Problem requirements ->
Each entry that follows must be output without any deviation.

Input material ->
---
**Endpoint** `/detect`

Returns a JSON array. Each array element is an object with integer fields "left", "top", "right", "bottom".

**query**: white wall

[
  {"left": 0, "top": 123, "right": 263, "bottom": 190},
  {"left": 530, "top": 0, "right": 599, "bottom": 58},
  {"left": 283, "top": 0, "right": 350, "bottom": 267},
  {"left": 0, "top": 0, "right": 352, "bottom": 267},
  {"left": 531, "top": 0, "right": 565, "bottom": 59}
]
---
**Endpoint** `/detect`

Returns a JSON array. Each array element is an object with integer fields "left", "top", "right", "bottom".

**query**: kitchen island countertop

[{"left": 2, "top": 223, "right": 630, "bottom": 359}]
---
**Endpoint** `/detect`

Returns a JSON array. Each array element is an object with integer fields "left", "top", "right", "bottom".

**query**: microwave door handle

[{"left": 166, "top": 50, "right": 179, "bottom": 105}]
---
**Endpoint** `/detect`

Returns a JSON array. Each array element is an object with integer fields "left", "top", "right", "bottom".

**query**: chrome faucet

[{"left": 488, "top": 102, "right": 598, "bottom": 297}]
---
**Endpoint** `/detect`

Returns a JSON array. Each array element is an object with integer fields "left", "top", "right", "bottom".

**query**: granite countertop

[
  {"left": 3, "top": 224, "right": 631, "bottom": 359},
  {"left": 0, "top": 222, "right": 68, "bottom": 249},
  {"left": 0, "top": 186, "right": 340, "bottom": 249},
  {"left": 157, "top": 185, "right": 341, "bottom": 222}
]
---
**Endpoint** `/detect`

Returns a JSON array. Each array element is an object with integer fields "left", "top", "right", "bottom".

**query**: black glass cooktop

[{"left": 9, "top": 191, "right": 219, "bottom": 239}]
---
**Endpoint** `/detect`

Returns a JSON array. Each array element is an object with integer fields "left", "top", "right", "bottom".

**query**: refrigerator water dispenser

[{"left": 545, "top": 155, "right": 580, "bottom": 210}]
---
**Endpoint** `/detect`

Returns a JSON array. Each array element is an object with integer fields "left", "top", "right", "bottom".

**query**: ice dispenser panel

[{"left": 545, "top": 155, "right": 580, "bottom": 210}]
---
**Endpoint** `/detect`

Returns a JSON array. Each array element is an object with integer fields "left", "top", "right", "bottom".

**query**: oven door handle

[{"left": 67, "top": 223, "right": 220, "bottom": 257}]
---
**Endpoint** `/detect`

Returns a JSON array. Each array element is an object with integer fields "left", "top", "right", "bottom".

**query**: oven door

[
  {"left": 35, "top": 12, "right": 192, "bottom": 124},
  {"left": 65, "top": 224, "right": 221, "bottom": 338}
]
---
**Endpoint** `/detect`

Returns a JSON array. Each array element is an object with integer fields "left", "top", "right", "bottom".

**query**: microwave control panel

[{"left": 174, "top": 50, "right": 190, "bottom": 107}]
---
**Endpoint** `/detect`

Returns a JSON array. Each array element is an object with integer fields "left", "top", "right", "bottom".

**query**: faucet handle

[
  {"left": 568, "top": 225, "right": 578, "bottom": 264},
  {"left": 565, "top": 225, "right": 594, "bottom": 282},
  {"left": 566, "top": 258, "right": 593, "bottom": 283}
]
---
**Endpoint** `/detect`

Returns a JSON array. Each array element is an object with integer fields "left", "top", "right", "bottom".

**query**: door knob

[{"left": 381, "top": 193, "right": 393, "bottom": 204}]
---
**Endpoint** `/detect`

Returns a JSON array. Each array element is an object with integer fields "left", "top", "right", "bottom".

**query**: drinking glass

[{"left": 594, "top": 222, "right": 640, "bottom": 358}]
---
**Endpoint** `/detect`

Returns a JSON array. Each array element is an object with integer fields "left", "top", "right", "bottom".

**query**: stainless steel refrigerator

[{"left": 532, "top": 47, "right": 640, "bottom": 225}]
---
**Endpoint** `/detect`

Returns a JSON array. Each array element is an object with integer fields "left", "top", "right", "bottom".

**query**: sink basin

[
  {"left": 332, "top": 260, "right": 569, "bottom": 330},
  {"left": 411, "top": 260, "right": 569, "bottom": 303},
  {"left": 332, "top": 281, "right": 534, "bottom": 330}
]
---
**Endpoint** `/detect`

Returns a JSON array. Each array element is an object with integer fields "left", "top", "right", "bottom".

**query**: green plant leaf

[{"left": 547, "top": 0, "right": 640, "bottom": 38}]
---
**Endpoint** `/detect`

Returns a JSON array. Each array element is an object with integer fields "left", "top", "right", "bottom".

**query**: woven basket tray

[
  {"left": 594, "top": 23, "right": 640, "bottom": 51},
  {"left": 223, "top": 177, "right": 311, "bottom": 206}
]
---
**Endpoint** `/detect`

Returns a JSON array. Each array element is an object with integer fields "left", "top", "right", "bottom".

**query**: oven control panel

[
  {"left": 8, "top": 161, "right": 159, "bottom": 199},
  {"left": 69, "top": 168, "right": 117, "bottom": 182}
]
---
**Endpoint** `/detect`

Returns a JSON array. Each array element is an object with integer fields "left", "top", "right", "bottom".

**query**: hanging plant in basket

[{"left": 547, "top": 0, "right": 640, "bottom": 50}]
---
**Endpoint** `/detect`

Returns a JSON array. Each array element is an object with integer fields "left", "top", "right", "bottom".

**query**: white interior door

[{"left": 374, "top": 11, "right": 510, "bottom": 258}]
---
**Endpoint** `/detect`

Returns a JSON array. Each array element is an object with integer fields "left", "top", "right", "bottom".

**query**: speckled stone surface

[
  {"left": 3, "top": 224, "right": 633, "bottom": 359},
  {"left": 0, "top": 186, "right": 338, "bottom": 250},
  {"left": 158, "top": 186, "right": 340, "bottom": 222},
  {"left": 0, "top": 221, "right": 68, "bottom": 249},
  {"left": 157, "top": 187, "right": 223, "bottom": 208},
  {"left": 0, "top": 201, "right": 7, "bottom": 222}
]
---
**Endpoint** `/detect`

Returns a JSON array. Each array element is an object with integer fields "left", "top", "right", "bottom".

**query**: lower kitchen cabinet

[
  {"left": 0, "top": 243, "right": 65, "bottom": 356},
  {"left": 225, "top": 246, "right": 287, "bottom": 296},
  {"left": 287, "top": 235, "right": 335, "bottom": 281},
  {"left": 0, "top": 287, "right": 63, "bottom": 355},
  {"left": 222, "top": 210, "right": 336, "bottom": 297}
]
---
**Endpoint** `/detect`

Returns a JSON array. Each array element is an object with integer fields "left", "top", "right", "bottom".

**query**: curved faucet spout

Answer to the problem ->
---
**Endpoint** `/detect`

Returns a JSON array. Each array element is an object with integer fields "left", "top", "right", "bottom".

**query**: white wall

[
  {"left": 0, "top": 123, "right": 263, "bottom": 190},
  {"left": 530, "top": 0, "right": 599, "bottom": 58},
  {"left": 283, "top": 0, "right": 350, "bottom": 267},
  {"left": 0, "top": 0, "right": 352, "bottom": 267},
  {"left": 531, "top": 0, "right": 565, "bottom": 59}
]
---
**Endpoint** `/detect`

Returns a JSON array. Each array element is an object with integer fields "left", "top", "right", "bottom".

**query**: kitchen island countertop

[{"left": 2, "top": 223, "right": 630, "bottom": 359}]
---
**Endpoint** `/detect`

Returns a JSON array. Each array element is an object with integer fields "left", "top", "right", "bottom".

**query**: microwave door handle

[{"left": 166, "top": 50, "right": 179, "bottom": 105}]
---
**Endpoint** `/detect`

Returns a JSON array. Each array element is an object with integer fields "left", "top", "right", "bottom".

**query**: chrome faucet

[{"left": 488, "top": 102, "right": 598, "bottom": 297}]
---
**Endpoint** `/detect`

Returns a JSON array. Each array element is an object with integer fields "left", "top", "right", "bottom".

**query**: granite countertop

[
  {"left": 3, "top": 224, "right": 631, "bottom": 359},
  {"left": 0, "top": 222, "right": 68, "bottom": 249},
  {"left": 0, "top": 186, "right": 340, "bottom": 249},
  {"left": 157, "top": 185, "right": 341, "bottom": 222}
]
---
**Endpoint** `/detect`

Returns a JSON array. Each array element is an object with integer fields "left", "top", "right", "bottom".

**query**: black glass cooktop

[{"left": 9, "top": 191, "right": 219, "bottom": 239}]
---
**Endpoint** `/detect`

Returns a JSON array. Each array element is an object with integer fields "left", "top", "right", "bottom".

**query**: refrigerator water dispenser

[{"left": 545, "top": 155, "right": 580, "bottom": 210}]
---
**Endpoint** `/detect`

Returns a JSON array. Each array element is an object with integer fields "left", "top", "right", "bottom".

**query**: ice dispenser panel

[{"left": 545, "top": 155, "right": 580, "bottom": 210}]
---
**Endpoint** `/detect`

Returns a JSON array. Each array element is an object with integer fields "left", "top", "right", "bottom".

**query**: oven door handle

[{"left": 67, "top": 223, "right": 220, "bottom": 257}]
---
**Endpoint** `/detect`

Returns a JSON array. Each array element is an object with integer fields "left", "top", "right", "bottom".

**query**: oven door

[
  {"left": 35, "top": 12, "right": 192, "bottom": 124},
  {"left": 65, "top": 224, "right": 221, "bottom": 338}
]
---
**Endpoint** `/detect`

Returns a JSON array. Each array element is an object with integer fields "left", "top", "right", "bottom".

**query**: microwave control panel

[{"left": 174, "top": 50, "right": 190, "bottom": 107}]
---
**Endpoint** `/detect`

Returns a JSON array. Each array element is an object with integer fields "left", "top", "right", "bottom".

**query**: faucet handle

[
  {"left": 568, "top": 225, "right": 578, "bottom": 264},
  {"left": 565, "top": 225, "right": 594, "bottom": 282},
  {"left": 566, "top": 258, "right": 593, "bottom": 283}
]
---
**Endpoint** `/detect`

Returns a JSON array. Each array element is an object with integer fields "left", "top", "right", "bottom".

**query**: door knob

[{"left": 381, "top": 193, "right": 393, "bottom": 204}]
---
**Endpoint** `/detect`

Returns a JSON array. Each array element is an object with integer fields "left", "top", "right", "bottom".

**query**: drinking glass

[{"left": 594, "top": 222, "right": 640, "bottom": 358}]
---
**Endpoint** `/detect`

Returns a JSON array. Each array element is an object with integer fields "left", "top", "right", "bottom".

**query**: stainless steel refrigerator

[{"left": 532, "top": 47, "right": 640, "bottom": 225}]
---
**Endpoint** `/detect`

Returns a JSON array. Each array element is an object with integer fields "left", "top", "right", "bottom".

**query**: sink basin

[
  {"left": 332, "top": 260, "right": 569, "bottom": 330},
  {"left": 411, "top": 260, "right": 569, "bottom": 303},
  {"left": 332, "top": 281, "right": 534, "bottom": 330}
]
---
**Endpoint** `/detect`

Returns a JSON array. Each array element is an object with integer fields "left", "top", "right", "bottom".

**query**: green plant leaf

[{"left": 547, "top": 0, "right": 640, "bottom": 38}]
---
**Endpoint** `/detect`

Returns a JSON array. Each array element is an object with integer fields "left", "top", "right", "bottom".

**query**: woven basket tray

[
  {"left": 594, "top": 23, "right": 640, "bottom": 51},
  {"left": 223, "top": 177, "right": 311, "bottom": 206}
]
---
**Endpoint** `/detect`

Returns a JSON array. Each array element is an object with integer fields "left", "top", "right", "bottom".

**query**: oven control panel

[
  {"left": 8, "top": 161, "right": 159, "bottom": 199},
  {"left": 69, "top": 168, "right": 117, "bottom": 182}
]
---
**Endpoint** `/detect`

Returns a JSON array. Each array element is an object with integer fields "left", "top", "right", "bottom".

**query**: hanging plant in basket

[{"left": 547, "top": 0, "right": 640, "bottom": 50}]
---
**Endpoint** `/detect`

Returns a JSON array. Each array element is an object with integer fields "left", "top", "right", "bottom".

**query**: white interior door

[{"left": 374, "top": 11, "right": 510, "bottom": 258}]
---
**Endpoint** `/detect`

Returns a JSON array. Each array element is an object with integer fields "left", "top", "right", "bottom".

**query**: speckled stone surface

[
  {"left": 3, "top": 224, "right": 633, "bottom": 359},
  {"left": 0, "top": 186, "right": 338, "bottom": 250},
  {"left": 158, "top": 186, "right": 340, "bottom": 222},
  {"left": 0, "top": 221, "right": 68, "bottom": 249},
  {"left": 157, "top": 187, "right": 223, "bottom": 208},
  {"left": 0, "top": 201, "right": 7, "bottom": 222}
]
---
**Endpoint** `/detect`

Returns a JSON array. Each array element is an object with integer fields "left", "top", "right", "bottom".

**query**: lower kitchen cabinet

[
  {"left": 0, "top": 243, "right": 65, "bottom": 356},
  {"left": 225, "top": 246, "right": 287, "bottom": 296},
  {"left": 287, "top": 235, "right": 335, "bottom": 281},
  {"left": 0, "top": 287, "right": 63, "bottom": 355},
  {"left": 222, "top": 210, "right": 336, "bottom": 297}
]
---
**Endpoint** `/detect`

Returns a JSON array. Each array element is an object with integer fields "left", "top", "right", "bottom".

**query**: curved faucet spout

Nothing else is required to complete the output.